--- What you will do ---
Beginning at the line containing "perched in wall", output every line to the end of the data below exactly as it appears.
※
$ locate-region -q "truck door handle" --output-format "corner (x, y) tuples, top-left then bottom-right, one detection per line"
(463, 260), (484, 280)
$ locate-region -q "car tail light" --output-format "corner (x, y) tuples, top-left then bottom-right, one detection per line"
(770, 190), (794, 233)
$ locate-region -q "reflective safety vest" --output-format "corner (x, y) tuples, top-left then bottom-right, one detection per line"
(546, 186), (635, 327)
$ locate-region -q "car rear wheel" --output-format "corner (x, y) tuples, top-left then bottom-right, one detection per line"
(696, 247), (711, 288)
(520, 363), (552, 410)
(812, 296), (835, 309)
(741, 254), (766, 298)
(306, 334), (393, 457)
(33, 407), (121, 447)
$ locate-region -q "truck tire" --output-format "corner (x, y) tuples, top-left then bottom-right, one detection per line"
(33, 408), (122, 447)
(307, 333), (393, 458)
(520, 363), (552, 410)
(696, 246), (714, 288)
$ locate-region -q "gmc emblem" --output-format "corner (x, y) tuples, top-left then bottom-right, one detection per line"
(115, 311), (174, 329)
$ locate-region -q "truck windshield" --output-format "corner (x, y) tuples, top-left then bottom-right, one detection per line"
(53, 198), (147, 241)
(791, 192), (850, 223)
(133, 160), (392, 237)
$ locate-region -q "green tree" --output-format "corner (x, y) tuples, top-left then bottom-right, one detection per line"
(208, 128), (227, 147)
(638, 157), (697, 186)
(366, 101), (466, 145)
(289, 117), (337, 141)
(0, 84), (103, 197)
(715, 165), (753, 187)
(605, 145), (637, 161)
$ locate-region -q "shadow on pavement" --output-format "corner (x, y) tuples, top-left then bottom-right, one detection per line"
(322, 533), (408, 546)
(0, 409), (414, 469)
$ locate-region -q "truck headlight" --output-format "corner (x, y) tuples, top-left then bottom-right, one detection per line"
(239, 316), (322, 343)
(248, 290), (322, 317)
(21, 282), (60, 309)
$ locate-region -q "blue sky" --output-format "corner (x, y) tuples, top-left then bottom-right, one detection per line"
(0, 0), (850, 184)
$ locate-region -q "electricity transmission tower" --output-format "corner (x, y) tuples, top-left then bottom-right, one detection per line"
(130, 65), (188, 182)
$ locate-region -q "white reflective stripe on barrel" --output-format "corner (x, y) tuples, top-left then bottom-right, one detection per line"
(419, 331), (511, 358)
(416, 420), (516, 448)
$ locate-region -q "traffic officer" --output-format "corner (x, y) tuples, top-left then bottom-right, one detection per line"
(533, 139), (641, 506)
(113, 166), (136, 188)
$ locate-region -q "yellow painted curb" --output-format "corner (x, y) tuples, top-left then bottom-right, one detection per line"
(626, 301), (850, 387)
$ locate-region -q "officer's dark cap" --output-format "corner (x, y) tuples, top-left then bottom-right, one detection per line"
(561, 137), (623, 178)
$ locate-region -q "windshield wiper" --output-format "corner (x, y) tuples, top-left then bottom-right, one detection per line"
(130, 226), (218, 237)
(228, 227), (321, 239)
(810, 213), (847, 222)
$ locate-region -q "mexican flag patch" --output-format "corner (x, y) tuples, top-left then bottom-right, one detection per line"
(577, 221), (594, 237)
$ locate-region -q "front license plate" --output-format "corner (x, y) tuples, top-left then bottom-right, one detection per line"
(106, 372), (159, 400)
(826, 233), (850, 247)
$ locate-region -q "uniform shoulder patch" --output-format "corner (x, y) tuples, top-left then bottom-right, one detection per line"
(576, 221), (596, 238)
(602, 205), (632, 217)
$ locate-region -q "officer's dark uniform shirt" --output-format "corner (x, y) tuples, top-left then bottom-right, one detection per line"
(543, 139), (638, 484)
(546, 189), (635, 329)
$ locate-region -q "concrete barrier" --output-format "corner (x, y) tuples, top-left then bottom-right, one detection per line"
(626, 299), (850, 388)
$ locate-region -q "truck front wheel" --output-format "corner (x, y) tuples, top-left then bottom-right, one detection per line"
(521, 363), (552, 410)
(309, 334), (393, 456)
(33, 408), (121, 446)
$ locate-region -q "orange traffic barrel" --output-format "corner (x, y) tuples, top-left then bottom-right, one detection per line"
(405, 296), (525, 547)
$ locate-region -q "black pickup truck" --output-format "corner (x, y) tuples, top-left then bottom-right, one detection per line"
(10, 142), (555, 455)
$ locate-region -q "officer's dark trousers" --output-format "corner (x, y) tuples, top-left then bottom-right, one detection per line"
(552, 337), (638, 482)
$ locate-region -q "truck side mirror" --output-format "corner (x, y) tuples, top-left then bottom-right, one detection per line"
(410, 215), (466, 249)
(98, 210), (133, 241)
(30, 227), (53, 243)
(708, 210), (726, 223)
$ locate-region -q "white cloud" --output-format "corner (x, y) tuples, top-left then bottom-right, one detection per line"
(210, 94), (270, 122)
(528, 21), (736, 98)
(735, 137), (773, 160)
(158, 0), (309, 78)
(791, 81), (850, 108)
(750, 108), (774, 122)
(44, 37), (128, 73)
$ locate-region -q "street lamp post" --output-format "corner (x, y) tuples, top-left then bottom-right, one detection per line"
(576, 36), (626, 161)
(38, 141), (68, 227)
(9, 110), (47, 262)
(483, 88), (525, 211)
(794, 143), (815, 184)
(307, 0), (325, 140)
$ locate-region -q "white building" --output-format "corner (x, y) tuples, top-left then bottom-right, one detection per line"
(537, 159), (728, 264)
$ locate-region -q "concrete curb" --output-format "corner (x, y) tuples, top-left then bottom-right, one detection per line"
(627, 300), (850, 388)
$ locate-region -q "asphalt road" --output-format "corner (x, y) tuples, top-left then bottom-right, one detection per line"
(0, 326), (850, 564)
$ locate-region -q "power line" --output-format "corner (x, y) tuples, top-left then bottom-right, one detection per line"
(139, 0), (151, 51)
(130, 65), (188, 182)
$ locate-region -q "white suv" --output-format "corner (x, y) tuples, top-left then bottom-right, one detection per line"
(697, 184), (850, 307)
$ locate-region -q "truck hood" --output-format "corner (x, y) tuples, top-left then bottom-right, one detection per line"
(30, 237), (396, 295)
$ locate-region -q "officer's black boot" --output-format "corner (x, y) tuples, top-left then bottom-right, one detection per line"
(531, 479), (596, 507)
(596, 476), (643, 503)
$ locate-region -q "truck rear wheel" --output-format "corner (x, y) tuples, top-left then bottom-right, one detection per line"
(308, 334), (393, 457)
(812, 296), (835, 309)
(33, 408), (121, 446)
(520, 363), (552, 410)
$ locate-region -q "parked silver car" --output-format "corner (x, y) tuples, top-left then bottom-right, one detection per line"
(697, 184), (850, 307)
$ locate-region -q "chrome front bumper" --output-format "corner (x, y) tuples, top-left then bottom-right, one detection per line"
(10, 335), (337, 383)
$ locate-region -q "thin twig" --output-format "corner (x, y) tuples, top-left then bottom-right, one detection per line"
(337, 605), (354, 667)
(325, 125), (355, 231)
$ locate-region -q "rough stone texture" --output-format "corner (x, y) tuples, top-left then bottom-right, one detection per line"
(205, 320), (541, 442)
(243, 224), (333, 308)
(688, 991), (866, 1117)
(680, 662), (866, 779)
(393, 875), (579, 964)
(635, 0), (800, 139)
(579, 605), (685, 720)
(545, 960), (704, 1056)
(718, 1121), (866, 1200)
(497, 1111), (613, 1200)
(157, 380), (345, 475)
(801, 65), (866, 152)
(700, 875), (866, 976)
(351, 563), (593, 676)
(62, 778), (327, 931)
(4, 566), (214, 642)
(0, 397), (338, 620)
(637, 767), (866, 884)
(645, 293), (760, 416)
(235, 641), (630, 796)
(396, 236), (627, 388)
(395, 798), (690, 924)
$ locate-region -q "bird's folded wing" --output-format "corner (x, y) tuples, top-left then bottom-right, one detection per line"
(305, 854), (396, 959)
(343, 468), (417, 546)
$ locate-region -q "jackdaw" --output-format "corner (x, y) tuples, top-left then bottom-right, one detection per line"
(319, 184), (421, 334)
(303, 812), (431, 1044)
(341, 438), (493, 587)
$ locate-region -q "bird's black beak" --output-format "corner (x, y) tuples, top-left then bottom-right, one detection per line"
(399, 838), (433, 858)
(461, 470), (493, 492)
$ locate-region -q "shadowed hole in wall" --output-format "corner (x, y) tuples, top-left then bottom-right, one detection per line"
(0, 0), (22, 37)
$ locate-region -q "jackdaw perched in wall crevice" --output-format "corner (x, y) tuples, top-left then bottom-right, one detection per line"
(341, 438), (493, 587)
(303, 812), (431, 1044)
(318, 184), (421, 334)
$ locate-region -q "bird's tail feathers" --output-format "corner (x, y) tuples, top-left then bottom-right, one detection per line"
※
--- Exercise output ---
$ locate-region -q "jackdaw perched in wall crevice" --output-format "corner (x, y) tuples, top-left then bottom-right, one detection per line"
(341, 438), (493, 587)
(303, 812), (431, 1044)
(318, 184), (421, 334)
$ locate-region -q "bird's tail feathers" --output-format "corner (x, y) tuples, top-left then bottom-right, one detection per line"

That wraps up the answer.